### Text block ###
Andrew Leahey

REVIEW: Andrew Leahey & the Homestead “American Static Vol. 1”


Andrew Leahey & the Homestead – American Static Vol. 1

Andrew Leahey’s story is not that of your typical rock and roll singer. After all, not every rock and roll singer is a Juilliard-trained vocalist who has sung at Carnegie Hall. Those two things would be impressive enough, but his resume doesn’t end there. Since 2017, he has been Elizabeth Cook’s guitarist.

On his previous albums, Leahey showed the ability to craft layered melodies that are the perfect backdrop for his clean vocals. American Static Vol. 1 is his latest album. As the name indicates, it is a double album whose second volume will be released early next year. “This project came together while we were all stuck at home. I certainly felt like a static American, shut indoors for a year.” It hasn’t been an ideal time for anyone, but this is another good album that came about because of the pandemic.

Since Leahey has played with Elizabeth Cook and lives in Nashville, you might expect a little country sound from him. However, you won’t find a lot of country on this collection of rock and roll songs.

Leahey’s vocal training is clear from the opening song “Shadows that Still Stretch.” His voice is clear and even as he sings over a rock melody that also incorporates some spacey psychedelic sounds and a soulful organ part. This song will likely remind you of some songwriting greats like Tom Petty and it is a great invitation to the rest of the album.

“Keep the Car Running” is a rocker right from the beginning. Like a Drive-By Truckers song, this one goes heavy and loud on the guitar. It also features a piano part that is essential rock and roll in that it sounds like piano even from the earliest rock and roll songs. If that weren’t enough, the instrumental break in this one might have you playing your best air guitar.
### Dataset records ###
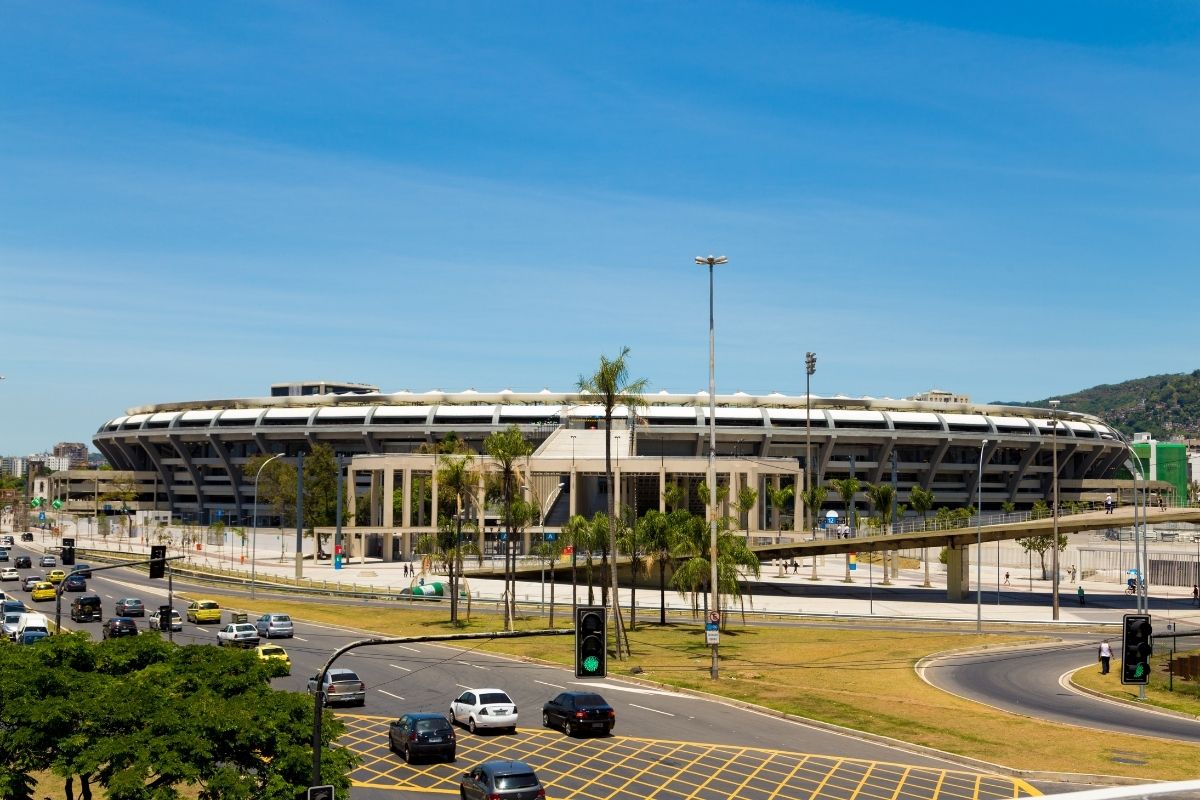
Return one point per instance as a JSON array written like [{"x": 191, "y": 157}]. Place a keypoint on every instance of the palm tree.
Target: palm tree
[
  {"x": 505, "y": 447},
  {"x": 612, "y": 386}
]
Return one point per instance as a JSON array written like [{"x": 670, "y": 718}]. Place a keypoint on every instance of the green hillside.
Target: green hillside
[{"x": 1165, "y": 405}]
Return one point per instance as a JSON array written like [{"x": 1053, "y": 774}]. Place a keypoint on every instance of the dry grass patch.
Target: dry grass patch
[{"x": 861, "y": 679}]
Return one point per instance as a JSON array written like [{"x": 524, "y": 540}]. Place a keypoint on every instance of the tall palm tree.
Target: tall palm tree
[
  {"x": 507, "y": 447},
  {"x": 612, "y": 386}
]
###
### Dataset records ###
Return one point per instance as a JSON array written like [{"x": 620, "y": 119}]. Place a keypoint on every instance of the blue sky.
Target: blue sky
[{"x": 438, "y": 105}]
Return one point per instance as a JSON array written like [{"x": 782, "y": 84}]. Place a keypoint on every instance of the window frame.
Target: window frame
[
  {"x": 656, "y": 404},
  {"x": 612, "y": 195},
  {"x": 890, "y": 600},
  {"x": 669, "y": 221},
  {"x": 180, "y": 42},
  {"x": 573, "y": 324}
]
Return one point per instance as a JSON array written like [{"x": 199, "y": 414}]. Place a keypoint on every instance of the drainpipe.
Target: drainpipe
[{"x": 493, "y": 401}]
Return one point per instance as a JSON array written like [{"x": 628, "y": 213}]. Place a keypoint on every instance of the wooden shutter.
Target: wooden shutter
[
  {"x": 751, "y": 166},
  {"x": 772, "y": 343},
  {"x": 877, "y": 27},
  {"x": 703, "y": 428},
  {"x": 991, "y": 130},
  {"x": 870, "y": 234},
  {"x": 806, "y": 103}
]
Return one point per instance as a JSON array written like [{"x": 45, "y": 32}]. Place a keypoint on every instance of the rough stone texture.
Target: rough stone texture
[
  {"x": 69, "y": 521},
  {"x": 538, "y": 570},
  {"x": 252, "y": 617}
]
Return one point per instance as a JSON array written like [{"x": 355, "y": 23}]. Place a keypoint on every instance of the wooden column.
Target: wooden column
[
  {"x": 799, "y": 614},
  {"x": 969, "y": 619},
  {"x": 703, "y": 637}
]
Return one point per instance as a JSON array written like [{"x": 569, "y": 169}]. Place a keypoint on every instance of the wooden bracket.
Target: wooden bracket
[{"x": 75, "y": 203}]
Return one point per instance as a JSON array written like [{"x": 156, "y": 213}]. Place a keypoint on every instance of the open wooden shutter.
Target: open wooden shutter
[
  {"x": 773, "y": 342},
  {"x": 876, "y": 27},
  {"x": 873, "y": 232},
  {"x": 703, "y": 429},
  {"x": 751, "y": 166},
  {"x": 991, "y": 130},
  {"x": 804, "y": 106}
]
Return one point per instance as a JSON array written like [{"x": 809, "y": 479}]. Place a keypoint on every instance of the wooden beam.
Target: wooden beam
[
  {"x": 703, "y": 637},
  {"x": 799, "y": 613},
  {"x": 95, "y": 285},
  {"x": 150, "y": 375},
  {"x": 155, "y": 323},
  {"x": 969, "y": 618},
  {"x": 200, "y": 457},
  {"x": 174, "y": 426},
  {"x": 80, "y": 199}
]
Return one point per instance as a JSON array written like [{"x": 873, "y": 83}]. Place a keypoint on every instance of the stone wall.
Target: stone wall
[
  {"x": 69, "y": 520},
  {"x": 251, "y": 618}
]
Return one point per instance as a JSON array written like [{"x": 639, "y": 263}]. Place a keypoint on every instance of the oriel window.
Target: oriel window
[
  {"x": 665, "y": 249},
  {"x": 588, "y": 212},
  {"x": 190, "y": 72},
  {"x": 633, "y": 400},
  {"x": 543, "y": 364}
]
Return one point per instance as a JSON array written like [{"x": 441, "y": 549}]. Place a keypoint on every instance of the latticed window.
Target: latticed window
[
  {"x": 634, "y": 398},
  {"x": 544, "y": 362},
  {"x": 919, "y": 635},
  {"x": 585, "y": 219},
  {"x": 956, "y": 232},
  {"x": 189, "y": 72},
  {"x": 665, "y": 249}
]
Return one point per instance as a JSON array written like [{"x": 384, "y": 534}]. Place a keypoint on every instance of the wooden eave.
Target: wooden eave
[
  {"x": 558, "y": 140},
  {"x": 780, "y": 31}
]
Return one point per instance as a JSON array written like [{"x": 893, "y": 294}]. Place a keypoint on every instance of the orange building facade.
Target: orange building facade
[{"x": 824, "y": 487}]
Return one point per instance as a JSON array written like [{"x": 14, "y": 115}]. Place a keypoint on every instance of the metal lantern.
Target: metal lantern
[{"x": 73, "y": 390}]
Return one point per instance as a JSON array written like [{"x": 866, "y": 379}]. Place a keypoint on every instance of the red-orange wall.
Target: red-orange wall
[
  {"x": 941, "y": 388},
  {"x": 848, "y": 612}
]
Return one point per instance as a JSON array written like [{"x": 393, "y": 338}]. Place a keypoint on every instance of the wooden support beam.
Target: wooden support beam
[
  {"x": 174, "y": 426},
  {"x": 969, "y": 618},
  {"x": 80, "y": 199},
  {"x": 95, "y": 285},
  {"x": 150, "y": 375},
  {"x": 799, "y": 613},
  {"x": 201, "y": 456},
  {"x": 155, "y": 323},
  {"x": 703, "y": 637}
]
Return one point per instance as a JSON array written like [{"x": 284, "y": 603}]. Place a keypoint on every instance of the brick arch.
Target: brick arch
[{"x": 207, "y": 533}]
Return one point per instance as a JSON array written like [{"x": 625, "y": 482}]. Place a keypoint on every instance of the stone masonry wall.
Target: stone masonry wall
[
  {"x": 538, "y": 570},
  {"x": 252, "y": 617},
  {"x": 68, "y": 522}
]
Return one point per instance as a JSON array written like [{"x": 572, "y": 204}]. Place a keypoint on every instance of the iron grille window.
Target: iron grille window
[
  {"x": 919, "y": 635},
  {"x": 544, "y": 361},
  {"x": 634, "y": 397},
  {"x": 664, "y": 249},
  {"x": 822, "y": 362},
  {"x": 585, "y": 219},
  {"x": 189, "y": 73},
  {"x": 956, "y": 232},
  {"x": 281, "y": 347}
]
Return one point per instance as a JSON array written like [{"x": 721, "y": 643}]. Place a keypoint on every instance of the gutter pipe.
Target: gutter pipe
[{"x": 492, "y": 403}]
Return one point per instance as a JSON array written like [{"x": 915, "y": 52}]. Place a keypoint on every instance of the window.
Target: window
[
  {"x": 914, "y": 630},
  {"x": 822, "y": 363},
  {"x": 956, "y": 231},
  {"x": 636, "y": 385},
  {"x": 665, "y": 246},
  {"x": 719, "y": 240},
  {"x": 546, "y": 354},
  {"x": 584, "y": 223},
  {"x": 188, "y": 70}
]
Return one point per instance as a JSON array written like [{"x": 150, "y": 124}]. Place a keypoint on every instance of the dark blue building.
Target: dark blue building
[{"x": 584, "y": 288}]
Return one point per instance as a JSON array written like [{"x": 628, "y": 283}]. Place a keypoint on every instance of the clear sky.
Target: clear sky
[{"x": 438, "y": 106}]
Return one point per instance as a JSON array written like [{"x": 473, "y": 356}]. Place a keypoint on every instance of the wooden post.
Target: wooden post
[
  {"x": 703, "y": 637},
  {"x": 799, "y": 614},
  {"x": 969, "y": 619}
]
###
### Dataset records ###
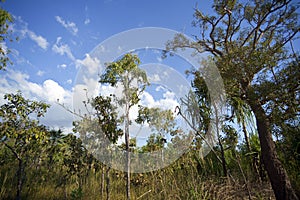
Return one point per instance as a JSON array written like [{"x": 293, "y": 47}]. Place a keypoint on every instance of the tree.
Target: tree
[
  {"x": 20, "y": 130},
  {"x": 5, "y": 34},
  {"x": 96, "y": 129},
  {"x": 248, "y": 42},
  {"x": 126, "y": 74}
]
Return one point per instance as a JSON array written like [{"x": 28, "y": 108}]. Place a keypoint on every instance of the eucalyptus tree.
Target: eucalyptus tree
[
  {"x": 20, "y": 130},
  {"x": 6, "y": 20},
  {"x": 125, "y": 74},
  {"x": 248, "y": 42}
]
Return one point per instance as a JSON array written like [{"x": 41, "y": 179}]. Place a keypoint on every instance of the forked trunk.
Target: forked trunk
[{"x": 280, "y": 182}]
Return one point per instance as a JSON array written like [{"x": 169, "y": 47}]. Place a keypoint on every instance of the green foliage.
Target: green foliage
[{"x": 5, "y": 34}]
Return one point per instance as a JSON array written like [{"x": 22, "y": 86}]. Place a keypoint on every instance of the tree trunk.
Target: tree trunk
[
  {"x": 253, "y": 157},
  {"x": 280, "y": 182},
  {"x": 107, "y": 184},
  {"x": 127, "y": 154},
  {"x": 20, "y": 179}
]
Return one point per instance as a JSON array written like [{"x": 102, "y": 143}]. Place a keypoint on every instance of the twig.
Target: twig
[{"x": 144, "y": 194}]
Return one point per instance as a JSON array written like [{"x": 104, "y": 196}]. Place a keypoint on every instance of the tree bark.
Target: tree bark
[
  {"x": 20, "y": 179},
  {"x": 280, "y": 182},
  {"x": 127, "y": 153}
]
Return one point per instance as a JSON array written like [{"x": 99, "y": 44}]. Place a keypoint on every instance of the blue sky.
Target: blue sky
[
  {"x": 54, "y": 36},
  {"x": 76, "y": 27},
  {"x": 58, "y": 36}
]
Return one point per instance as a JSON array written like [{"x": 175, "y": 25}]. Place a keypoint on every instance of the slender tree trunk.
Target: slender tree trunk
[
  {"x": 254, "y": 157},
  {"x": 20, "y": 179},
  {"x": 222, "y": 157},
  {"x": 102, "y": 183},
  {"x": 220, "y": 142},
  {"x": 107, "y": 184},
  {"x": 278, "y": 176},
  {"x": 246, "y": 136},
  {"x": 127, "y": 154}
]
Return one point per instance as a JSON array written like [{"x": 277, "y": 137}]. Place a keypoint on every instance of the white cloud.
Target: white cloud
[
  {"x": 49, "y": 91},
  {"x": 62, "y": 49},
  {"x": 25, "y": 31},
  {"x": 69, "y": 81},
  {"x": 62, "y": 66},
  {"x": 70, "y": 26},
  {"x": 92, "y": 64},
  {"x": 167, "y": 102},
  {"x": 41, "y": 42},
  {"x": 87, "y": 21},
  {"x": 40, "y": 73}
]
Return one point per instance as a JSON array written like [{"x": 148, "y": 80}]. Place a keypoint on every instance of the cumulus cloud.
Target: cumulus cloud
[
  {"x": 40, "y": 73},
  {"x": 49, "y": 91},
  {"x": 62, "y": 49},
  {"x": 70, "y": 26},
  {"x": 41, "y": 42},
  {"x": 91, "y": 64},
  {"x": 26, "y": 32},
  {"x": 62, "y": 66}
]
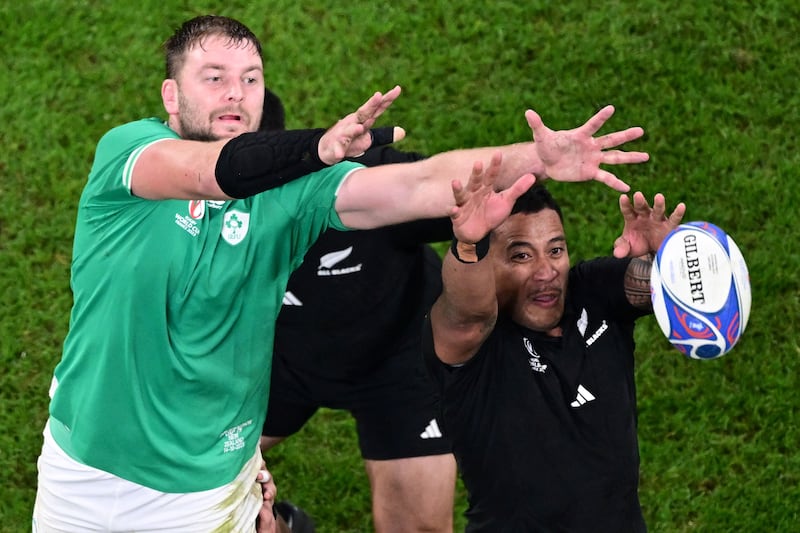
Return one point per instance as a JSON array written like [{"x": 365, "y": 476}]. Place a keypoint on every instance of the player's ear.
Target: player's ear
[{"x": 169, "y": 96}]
###
Prompt A
Shorten the paragraph of the album review that begins "Leahey’s vocal training is clear" into a bulleted list that keeps its main facts.
Prompt B
Transcribe the album review, starting at "On his previous" and ending at "of rock and roll songs.".

Expected answer A
- The opening song, "Shadows that Still Stretch," shows Leahey's vocal training.
- His voice is clear and even over a rock melody.
- The melody also has spacey psychedelic sounds and a soulful organ part.
- The song will likely remind listeners of songwriting greats like Tom Petty.
- It is a great invitation to the rest of the album.

Expected answer B
On his previous albums, Leahey showed the ability to craft layered melodies that are the perfect backdrop for his clean vocals. American Static Vol. 1 is his latest album. As the name indicates, it is a double album whose second volume will be released early next year. “This project came together while we were all stuck at home. I certainly felt like a static American, shut indoors for a year.” It hasn’t been an ideal time for anyone, but this is another good album that came about because of the pandemic.

Since Leahey has played with Elizabeth Cook and lives in Nashville, you might expect a little country sound from him. However, you won’t find a lot of country on this collection of rock and roll songs.